**WORK INSTRUCTION**
Needed from the data below: every line from the one with "Thank you for the photo. Could you please identify the black" up to and including the one with "Thank you for the photo. Could you please identify the tree", repeated exactly and with nothing else.

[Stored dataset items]
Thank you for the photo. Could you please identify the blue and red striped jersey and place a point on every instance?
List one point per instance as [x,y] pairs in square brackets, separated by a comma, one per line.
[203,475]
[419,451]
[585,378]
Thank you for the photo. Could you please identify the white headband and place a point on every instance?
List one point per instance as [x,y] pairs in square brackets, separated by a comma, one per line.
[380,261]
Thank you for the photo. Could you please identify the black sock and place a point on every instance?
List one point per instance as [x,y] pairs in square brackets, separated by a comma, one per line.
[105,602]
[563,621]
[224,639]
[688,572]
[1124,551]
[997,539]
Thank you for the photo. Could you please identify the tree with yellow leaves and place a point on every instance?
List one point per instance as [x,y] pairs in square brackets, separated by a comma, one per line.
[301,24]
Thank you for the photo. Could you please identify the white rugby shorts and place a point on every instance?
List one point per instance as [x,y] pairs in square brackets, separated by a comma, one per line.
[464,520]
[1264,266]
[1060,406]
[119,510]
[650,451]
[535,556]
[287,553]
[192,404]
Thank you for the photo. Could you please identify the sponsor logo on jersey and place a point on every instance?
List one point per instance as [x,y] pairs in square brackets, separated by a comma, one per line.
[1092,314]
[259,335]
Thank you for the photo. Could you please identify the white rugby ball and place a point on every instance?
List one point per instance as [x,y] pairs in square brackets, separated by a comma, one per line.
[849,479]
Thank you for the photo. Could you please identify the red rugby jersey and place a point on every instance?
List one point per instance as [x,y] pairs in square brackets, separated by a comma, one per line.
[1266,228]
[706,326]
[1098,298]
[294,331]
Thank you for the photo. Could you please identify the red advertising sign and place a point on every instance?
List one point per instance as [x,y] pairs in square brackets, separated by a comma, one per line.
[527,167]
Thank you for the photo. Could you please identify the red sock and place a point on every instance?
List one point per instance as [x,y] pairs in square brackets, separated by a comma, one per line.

**COMPLETED TASK**
Thank you for the photo. Could you please identify the black sock and place a point on every instance?
List one point per instance as [x,y] pairs in square brackets, separated by a comma, one per line.
[105,602]
[563,621]
[224,639]
[688,572]
[1124,551]
[997,539]
Thank you for the photo. Could you please identify the tree with yellow leaves and place a point on every instance?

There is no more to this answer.